(Entries taken from a collection)
## START

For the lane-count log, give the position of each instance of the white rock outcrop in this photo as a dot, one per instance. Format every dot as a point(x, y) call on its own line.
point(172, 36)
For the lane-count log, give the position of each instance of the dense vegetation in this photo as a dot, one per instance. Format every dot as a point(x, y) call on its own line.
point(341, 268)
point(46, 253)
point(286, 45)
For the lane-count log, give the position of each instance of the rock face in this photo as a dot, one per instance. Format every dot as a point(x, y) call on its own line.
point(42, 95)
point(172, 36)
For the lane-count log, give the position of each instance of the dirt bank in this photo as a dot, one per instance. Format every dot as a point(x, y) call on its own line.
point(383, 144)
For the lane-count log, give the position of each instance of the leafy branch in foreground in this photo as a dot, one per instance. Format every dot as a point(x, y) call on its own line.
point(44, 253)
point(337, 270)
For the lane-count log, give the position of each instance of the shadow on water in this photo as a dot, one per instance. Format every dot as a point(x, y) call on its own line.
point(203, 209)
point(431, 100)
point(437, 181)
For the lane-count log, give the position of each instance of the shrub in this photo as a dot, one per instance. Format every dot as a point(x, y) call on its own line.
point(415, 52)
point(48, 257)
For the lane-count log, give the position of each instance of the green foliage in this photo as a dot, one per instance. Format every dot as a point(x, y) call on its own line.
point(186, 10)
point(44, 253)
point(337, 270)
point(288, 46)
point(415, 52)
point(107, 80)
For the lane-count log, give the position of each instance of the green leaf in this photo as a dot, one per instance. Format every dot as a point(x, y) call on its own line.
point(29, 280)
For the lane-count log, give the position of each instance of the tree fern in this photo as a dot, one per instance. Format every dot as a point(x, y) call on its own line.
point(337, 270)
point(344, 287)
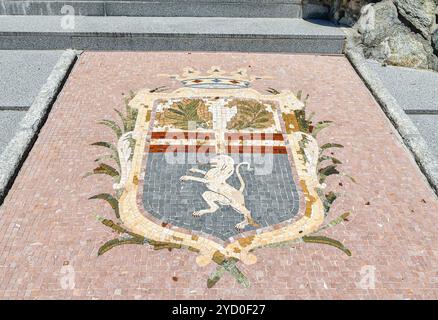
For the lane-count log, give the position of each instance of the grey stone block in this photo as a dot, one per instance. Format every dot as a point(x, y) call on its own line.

## END

**Directive**
Rewrite all the material above, switching "lane-count log" to "site survey" and leaving everything else unchanged. Omit the pictures from your answer.

**Exercise solution**
For the site survey, give the position of each instance of the white rock outcrop in this photo as a dot, one per instance. Format every dot as a point(x, y) call on its own line.
point(172, 36)
For the site survey, give the position of each instance of the dense vegetation in this photo as a dot, one per instance. Format every dot as a point(x, y) call on its own line.
point(341, 268)
point(46, 253)
point(286, 45)
For the site survey, give the position of each instance of the rock face in this photo as a dot, one per instance. Format every dot as a point(x, y) call on its own line.
point(42, 95)
point(172, 36)
For the site survey, give the position of each instance of the dirt bank in this photo as a dot, one per instance. Format every dot as a point(x, y) call on its own line.
point(383, 144)
For the site survey, give the position of each instance of the leafy branch in foreground in this photo as a dot, one per instance. Format every dot as a point(x, y) call on its own line.
point(44, 253)
point(337, 270)
For the site survey, give the position of each instance of the shadow on water in this photo as a dot, one per instance. Format every dot as a point(x, y) call on its own line.
point(203, 209)
point(431, 100)
point(437, 181)
For the site survey, give the position of each instance of the shrub in this photo as a dot, one per instance. Format every dot as a point(x, y) call on its own line.
point(415, 52)
point(48, 257)
For the site survey, give the position of each instance of the green foliage in this photo as a dot, one per instance. Format every dot as a point(x, y) call on its own line.
point(186, 10)
point(44, 253)
point(337, 270)
point(288, 46)
point(415, 52)
point(107, 80)
For the site survey, give the position of each instance of the green leaf in this photo as a dot, one per instance. Format every dot as a point(x, y) call on its own line.
point(29, 280)
For the site survey, give the position of each instance of the tree fern in this photo as a dot, one per instance. Format every dot as a point(x, y) call on its own line.
point(337, 270)
point(344, 287)
For the site survey, give the position of each instance of the grey stone block in this photo as a dot, one per instance. Format every dot as a point(x, y) call on its own line.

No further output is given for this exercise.